▶ [Exercise brief] Retype everything in the material from the line that contains "Please locate any brown" down to the line that contains "[99,69,108,86]", including both of those lines, and leave the pictures out of your answer.

▶ [Data provided]

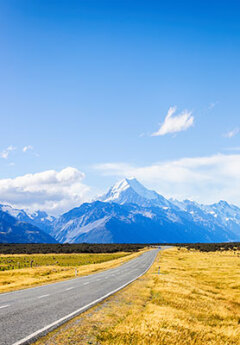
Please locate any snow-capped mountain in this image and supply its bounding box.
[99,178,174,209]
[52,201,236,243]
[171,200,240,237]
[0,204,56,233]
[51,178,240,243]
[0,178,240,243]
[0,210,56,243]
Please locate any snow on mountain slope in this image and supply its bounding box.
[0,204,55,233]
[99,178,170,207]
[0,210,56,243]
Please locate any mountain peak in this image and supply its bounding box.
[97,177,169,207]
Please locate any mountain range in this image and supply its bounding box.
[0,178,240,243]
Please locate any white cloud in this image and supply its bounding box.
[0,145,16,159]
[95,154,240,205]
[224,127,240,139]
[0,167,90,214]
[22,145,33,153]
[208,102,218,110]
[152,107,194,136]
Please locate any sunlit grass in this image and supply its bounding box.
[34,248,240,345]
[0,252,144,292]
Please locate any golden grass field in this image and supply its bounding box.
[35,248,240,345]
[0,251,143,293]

---

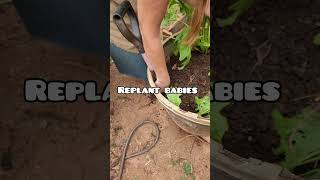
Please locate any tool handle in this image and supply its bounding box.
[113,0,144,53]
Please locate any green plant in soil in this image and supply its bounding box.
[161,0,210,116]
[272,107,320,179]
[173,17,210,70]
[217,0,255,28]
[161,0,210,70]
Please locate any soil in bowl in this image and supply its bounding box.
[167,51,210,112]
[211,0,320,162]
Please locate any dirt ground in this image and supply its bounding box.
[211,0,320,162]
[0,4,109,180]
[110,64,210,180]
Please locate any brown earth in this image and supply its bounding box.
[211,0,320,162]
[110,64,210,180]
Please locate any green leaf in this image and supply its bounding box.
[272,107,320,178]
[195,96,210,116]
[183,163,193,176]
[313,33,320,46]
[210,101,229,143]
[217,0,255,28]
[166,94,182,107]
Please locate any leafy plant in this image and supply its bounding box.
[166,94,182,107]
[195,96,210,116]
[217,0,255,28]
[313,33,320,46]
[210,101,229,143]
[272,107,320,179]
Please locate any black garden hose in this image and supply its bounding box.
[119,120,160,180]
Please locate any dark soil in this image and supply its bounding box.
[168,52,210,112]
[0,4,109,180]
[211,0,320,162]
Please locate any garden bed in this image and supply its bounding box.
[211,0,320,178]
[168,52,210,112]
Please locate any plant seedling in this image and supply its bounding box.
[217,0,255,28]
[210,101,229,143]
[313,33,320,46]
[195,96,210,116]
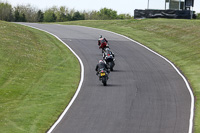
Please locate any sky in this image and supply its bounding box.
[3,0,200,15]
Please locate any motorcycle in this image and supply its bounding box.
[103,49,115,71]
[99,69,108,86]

▶ [Response for this exercise]
Please locate any brown earth in this image and supply its bounding box.
[211,0,320,162]
[110,64,210,180]
Please locate any green leaf in this image and supply its bounding box.
[272,107,320,178]
[195,96,210,116]
[183,163,193,176]
[313,33,320,46]
[210,101,229,143]
[217,0,255,28]
[166,94,182,107]
Please locate any leafy plant in this image and supply its bounding box.
[166,94,182,107]
[195,96,210,116]
[217,0,255,28]
[313,33,320,46]
[210,101,229,143]
[272,107,320,179]
Please locate any black garden hose in this image and supply its bounding box.
[119,120,160,180]
Please locate any dark soil in this image and supply its bounding box.
[168,52,210,112]
[0,4,109,180]
[211,0,320,162]
Please locate any garden bed in this image and supply its bounding box.
[211,0,320,178]
[168,52,210,112]
Please locate any plant seedling in this image and supply its bounding box.
[217,0,255,28]
[210,101,229,143]
[313,33,320,46]
[195,96,210,116]
Please locate any sky in this image and supply its bounding box.
[3,0,200,15]
Please locate any motorcycle in this image and supply its bounding box.
[103,49,115,71]
[99,69,108,86]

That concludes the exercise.